## [WHAT IS BEING ASKED]
Can you copy out, word for word, the items between the line holding "Which region contains wheel well?" and the line holding "[21,113,126,188]", both included?

Source records
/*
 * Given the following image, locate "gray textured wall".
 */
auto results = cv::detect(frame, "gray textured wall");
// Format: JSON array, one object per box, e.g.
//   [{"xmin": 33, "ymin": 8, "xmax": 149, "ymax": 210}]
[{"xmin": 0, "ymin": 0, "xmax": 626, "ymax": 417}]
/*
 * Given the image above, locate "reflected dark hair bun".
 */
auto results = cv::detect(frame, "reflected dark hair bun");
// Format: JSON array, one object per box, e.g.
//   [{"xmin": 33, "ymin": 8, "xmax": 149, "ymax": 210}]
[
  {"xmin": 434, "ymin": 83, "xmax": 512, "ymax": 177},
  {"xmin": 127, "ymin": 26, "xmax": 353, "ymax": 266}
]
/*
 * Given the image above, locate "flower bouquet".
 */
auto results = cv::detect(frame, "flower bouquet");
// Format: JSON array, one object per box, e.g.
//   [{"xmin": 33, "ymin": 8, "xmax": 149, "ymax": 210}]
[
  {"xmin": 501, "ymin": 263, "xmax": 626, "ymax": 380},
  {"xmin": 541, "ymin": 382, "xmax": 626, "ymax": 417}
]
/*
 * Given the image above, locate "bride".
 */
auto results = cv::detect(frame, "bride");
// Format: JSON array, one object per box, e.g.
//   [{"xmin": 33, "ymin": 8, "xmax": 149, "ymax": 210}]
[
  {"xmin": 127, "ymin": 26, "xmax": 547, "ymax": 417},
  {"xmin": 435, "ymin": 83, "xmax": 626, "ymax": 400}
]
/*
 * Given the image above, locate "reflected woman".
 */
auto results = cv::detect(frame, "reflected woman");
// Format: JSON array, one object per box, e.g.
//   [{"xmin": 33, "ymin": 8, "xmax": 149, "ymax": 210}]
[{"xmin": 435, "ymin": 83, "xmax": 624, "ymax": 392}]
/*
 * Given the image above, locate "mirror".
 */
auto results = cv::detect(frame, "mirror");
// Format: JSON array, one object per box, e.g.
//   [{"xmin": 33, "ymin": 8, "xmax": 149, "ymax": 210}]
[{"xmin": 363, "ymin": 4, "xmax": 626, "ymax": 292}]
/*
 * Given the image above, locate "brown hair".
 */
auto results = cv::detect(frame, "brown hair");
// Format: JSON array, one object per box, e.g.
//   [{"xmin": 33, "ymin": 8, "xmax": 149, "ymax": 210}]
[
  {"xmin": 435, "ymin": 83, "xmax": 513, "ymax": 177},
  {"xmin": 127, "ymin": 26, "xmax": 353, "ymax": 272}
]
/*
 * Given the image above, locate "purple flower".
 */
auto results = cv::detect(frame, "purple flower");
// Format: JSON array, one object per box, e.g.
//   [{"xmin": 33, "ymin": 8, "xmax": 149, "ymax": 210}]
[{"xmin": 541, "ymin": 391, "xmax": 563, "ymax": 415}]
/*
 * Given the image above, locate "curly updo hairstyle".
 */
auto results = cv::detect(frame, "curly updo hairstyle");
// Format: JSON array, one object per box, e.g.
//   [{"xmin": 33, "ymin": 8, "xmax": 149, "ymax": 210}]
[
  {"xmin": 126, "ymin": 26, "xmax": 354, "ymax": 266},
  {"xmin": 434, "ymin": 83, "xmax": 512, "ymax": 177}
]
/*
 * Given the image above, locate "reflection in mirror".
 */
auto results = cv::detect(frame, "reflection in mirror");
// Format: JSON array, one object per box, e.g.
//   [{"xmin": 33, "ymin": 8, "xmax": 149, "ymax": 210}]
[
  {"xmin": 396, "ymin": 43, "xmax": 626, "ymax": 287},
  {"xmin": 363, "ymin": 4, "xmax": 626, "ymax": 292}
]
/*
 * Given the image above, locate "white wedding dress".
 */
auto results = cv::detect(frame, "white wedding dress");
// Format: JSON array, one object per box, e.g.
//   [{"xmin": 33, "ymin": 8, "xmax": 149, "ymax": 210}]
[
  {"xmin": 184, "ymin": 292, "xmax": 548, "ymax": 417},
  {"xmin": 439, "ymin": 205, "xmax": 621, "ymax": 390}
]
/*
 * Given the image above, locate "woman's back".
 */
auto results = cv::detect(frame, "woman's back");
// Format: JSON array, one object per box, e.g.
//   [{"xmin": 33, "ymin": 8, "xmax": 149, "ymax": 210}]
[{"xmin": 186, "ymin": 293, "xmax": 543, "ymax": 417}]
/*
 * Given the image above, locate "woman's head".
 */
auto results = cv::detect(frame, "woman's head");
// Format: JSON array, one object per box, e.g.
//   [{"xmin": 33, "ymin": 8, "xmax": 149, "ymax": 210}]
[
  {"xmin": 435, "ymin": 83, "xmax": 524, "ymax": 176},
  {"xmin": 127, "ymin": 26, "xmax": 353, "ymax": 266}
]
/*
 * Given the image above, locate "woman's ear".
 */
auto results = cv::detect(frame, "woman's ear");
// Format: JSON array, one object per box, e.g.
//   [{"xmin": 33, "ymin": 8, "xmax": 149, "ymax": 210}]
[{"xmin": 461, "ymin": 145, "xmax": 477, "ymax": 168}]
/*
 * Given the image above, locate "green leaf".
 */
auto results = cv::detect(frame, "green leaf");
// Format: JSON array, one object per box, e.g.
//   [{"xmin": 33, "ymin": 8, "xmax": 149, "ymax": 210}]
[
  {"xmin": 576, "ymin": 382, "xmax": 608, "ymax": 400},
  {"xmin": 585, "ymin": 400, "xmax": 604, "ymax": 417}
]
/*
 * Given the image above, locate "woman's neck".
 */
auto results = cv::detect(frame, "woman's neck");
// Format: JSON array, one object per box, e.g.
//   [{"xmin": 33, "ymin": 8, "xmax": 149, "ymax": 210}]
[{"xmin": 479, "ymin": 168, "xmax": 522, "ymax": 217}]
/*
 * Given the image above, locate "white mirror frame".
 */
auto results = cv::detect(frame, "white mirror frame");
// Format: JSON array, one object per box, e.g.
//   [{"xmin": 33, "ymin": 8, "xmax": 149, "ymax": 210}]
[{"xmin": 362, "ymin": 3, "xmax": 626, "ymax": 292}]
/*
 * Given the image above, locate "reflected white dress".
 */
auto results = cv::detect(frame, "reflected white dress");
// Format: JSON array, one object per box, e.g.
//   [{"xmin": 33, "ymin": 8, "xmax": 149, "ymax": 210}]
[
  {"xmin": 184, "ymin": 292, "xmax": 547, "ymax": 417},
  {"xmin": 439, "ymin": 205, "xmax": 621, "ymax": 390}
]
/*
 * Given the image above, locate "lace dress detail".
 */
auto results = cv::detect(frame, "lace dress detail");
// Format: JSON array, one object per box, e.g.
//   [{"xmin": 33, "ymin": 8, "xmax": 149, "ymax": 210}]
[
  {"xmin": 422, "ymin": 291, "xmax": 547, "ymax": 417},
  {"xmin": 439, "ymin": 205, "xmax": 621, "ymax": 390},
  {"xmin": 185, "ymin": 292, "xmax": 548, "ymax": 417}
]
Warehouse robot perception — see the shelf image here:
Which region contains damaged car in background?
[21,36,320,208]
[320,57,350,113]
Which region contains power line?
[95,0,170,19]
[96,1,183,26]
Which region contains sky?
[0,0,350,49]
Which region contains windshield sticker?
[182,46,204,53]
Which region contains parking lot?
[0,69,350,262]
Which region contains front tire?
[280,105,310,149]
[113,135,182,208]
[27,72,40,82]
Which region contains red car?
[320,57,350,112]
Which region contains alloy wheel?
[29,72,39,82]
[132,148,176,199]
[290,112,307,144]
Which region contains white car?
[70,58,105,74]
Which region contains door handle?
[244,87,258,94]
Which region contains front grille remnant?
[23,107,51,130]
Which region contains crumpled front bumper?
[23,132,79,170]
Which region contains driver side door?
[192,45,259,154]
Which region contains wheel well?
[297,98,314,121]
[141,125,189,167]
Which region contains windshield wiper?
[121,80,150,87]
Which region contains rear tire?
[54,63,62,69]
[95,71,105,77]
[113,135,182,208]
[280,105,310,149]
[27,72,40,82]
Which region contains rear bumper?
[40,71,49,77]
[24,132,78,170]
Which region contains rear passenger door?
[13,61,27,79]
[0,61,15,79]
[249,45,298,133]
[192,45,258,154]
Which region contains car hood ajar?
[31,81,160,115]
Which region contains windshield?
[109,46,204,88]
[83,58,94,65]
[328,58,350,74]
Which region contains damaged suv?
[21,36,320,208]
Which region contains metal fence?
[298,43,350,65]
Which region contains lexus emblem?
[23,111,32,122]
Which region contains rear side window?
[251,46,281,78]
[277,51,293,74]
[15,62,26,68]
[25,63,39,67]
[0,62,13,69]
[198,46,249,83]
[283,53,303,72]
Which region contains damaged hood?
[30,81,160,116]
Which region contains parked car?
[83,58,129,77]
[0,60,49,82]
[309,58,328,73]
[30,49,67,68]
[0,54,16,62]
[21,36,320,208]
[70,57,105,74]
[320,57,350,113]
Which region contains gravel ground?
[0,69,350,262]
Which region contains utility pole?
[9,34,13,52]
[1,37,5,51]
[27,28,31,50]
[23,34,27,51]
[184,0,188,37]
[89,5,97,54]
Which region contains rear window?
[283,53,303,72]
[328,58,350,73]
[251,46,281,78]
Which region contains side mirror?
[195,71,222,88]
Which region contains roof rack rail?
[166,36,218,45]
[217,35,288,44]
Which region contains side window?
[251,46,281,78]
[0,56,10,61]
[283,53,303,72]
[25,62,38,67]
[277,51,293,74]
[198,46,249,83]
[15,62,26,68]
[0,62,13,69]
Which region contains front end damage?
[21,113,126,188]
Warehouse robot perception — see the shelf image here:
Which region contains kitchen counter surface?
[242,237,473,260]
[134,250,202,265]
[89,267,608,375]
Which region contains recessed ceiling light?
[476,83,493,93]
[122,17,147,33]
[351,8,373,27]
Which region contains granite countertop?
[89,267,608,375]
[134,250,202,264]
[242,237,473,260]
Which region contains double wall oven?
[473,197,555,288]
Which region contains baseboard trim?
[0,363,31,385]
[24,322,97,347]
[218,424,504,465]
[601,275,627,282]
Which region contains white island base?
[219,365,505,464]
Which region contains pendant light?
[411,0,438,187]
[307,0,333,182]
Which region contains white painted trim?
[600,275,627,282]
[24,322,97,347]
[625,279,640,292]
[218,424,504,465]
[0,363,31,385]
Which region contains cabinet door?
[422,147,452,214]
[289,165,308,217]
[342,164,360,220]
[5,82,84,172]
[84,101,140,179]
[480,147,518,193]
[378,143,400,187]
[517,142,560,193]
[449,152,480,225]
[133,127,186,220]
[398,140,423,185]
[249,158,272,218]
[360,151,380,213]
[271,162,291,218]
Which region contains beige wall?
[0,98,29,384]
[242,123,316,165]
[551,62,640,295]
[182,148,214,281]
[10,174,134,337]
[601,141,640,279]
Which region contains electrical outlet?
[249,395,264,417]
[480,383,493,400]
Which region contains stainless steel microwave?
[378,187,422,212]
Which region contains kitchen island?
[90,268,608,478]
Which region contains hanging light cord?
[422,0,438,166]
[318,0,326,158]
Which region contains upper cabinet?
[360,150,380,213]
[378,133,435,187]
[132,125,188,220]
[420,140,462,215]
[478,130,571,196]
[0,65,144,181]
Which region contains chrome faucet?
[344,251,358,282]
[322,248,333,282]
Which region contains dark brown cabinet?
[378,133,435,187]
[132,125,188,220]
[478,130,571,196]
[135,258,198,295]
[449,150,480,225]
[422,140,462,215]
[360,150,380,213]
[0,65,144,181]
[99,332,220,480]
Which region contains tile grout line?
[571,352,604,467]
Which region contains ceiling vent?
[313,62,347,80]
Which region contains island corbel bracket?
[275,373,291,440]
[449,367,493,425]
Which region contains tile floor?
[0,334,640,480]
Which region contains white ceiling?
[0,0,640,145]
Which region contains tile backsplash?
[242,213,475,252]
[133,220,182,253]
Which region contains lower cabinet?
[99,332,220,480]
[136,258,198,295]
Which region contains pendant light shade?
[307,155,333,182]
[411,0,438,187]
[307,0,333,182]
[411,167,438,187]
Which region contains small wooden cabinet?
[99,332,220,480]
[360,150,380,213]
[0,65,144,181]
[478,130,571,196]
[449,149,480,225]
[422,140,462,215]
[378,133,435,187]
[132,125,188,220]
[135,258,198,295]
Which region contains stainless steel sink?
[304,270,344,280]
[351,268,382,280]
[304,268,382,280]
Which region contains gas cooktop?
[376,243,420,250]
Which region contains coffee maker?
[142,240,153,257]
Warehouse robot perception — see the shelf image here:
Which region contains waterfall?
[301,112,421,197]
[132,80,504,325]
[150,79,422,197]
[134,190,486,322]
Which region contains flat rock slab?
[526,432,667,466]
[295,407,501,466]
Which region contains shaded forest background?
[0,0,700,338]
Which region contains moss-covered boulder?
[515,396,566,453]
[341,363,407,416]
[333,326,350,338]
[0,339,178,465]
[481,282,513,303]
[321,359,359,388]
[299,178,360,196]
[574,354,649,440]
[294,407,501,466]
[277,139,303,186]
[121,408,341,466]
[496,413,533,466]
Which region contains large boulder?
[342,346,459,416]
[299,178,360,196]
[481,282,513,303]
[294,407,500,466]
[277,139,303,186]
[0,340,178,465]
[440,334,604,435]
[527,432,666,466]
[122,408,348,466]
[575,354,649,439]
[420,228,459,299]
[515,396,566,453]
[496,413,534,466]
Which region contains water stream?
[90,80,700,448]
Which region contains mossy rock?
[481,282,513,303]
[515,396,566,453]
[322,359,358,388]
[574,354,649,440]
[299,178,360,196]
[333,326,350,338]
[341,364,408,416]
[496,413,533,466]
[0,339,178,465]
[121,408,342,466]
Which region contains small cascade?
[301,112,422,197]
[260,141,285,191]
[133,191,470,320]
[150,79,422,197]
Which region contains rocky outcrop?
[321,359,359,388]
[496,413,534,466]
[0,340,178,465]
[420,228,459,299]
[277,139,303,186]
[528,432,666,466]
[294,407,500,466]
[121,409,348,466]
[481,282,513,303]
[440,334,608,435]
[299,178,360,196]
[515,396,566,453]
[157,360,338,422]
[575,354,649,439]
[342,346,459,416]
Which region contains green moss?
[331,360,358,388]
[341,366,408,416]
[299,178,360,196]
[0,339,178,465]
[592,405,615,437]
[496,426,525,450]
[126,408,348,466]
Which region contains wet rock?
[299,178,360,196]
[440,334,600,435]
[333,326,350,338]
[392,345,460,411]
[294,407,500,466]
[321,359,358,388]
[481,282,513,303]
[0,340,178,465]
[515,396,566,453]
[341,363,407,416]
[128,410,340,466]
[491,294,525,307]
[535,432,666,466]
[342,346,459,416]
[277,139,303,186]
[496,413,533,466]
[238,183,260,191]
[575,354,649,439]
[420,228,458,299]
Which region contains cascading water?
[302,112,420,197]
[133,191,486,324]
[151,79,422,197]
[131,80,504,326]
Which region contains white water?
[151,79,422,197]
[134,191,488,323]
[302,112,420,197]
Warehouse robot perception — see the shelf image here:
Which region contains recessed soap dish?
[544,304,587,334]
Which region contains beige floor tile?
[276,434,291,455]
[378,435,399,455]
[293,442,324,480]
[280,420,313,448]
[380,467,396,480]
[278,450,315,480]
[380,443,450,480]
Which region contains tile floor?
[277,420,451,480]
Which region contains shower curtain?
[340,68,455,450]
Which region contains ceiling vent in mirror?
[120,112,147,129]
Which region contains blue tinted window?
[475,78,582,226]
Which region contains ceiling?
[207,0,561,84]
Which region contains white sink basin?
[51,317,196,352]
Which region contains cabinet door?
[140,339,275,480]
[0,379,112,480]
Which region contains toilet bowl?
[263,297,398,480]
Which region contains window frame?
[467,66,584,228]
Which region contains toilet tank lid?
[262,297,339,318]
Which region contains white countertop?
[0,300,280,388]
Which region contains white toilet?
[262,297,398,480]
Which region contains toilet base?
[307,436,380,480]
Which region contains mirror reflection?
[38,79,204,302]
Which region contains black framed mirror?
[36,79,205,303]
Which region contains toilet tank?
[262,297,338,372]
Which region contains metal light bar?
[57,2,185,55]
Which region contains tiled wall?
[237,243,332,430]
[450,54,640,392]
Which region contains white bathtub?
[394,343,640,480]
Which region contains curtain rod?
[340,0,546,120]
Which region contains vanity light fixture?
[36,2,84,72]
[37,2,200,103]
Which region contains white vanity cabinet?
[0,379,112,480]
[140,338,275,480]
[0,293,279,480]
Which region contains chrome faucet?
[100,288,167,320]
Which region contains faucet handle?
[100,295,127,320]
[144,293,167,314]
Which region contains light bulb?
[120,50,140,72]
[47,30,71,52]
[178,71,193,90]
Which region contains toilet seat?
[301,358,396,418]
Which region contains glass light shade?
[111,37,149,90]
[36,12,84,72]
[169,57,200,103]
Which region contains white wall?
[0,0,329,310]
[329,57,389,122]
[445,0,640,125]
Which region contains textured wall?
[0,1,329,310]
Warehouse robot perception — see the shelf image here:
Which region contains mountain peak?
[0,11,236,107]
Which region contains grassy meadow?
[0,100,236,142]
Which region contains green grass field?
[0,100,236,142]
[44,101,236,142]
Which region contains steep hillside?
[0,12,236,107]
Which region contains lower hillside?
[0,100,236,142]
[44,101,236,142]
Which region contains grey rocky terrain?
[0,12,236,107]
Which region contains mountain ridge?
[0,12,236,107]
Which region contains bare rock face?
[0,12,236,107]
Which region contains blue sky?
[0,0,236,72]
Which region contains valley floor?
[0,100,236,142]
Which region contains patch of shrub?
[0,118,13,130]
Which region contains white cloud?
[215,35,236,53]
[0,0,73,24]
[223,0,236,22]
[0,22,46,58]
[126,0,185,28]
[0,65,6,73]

## [RESPONSE TO THIS TASK]
Which region contains wheel well?
[297,98,314,121]
[141,125,189,167]
Which region contains windshield wiper?
[121,80,150,87]
Which region contains rear tire?
[54,63,62,69]
[95,71,105,77]
[113,135,182,208]
[280,105,310,149]
[27,72,40,82]
Which region contains rear bumper?
[40,71,49,77]
[24,132,78,170]
Which region contains rear passenger door?
[13,61,27,79]
[0,61,15,79]
[249,45,298,133]
[192,45,258,154]
Which region contains car hood ajar?
[31,81,160,115]
Which region contains windshield?
[109,46,204,88]
[83,58,94,65]
[328,58,350,74]
Which region contains damaged suv?
[21,36,320,208]
Which region contains metal fence?
[298,43,350,65]
Which region contains lexus emblem?
[23,111,32,122]
Which region contains rear side window?
[251,46,281,78]
[277,51,293,74]
[15,62,26,68]
[25,63,39,67]
[0,62,13,69]
[198,46,249,83]
[283,53,303,72]
Which region contains damaged hood?
[30,81,160,116]
Which region contains parked car?
[83,58,129,77]
[0,60,49,82]
[309,58,328,73]
[30,49,67,68]
[0,54,16,62]
[21,36,320,208]
[70,57,105,74]
[320,57,350,113]
Which region contains gravel ground?
[0,69,350,262]
Which region contains utility pole?
[9,34,13,52]
[1,37,5,51]
[27,28,31,50]
[23,34,27,51]
[184,0,188,37]
[89,5,97,54]
Which region contains rear window?
[283,53,303,72]
[328,58,350,73]
[251,46,281,78]
Which region contains side mirror?
[195,71,222,88]
Which region contains roof rack rail?
[166,36,218,45]
[217,35,288,44]
Which region contains side window?
[251,46,281,78]
[0,56,10,61]
[283,53,303,72]
[25,62,38,67]
[277,51,293,74]
[198,46,249,83]
[15,62,26,68]
[0,62,13,69]
Which region contains front end damage?
[21,113,126,188]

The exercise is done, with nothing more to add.